● **Exercise description**:
Could you update the items from the line with "In this exercise you will mark every instance of the flock" through the last item, swapping "largest" for "biggest" and keeping all else as is?

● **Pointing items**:

────

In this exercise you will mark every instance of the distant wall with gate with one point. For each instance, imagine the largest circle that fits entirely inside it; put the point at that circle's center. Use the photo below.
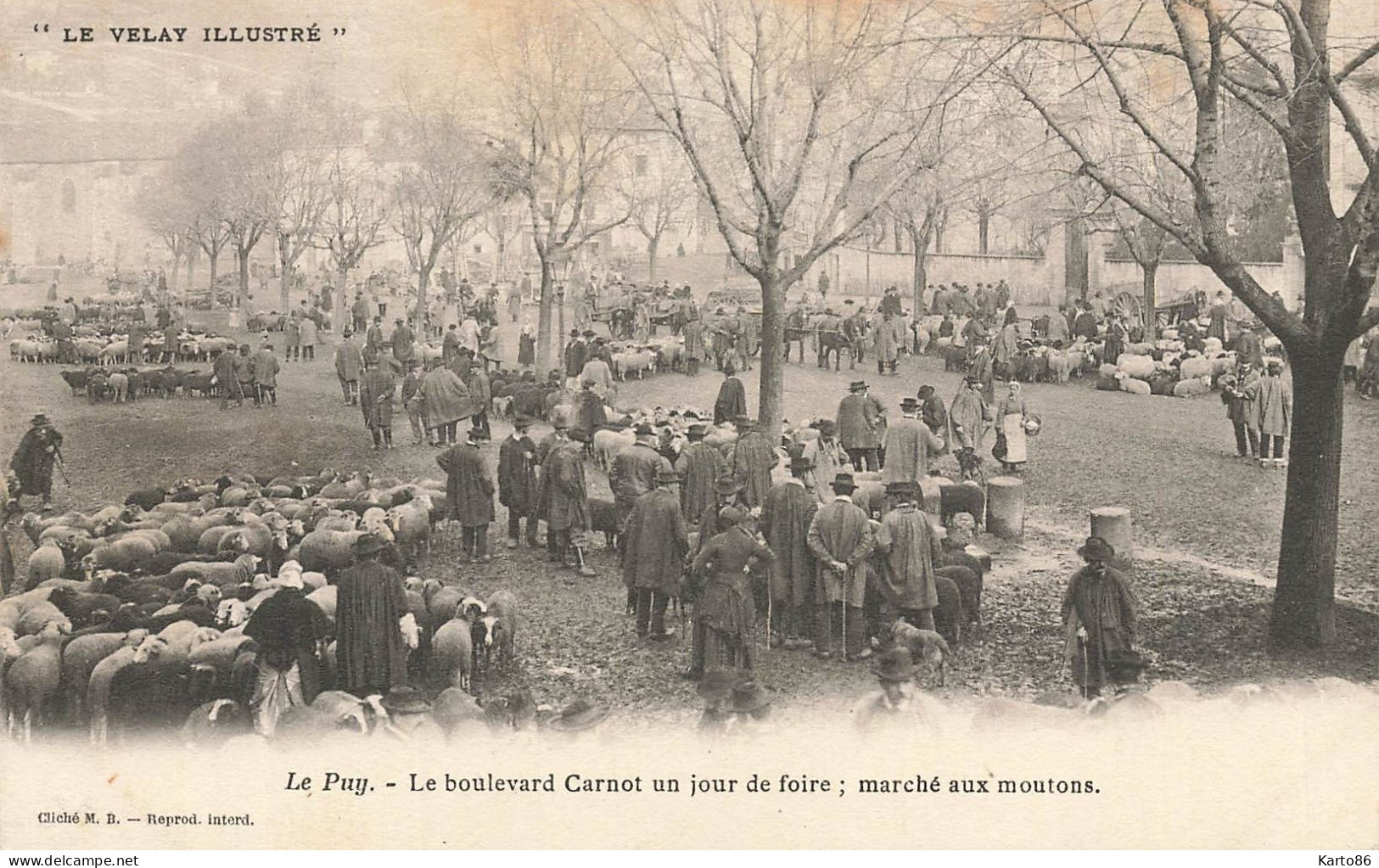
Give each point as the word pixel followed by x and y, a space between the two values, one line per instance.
pixel 1043 278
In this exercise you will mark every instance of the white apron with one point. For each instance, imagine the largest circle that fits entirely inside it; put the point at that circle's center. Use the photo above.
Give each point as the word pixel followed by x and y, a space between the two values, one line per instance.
pixel 1014 428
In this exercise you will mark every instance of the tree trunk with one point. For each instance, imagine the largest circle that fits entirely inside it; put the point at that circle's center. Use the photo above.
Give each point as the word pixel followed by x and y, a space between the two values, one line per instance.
pixel 1303 612
pixel 547 293
pixel 423 280
pixel 284 278
pixel 772 367
pixel 172 274
pixel 1151 300
pixel 922 278
pixel 243 252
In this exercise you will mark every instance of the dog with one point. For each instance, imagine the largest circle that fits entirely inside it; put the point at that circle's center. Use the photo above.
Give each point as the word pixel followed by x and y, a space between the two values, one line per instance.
pixel 926 647
pixel 970 466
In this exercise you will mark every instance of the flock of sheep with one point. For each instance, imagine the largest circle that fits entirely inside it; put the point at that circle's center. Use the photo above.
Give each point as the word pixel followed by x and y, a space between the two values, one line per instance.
pixel 132 616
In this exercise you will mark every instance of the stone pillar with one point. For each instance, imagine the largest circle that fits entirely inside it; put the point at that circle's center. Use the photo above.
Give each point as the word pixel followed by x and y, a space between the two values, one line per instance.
pixel 1006 507
pixel 1113 525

────

● **Task answer**:
In this exercise you will mark every instance of the flock of sheep with one point. For each instance, imagine the biggest circle that fits entirely inside it; put the point at that circle's center. Use the photo above.
Give each point as the word pixel followed by x and y, a space between the two values, one line per instance.
pixel 132 616
In this exercise you will mark every instance of the stone pillar with one point. For each instance, imagine the biggest circle that fits entirely inside it; put the point at that circle's center. Use the photo above.
Give each point as the word pixel followed by x and y, a space between the two values, one line per instance.
pixel 1006 507
pixel 1113 525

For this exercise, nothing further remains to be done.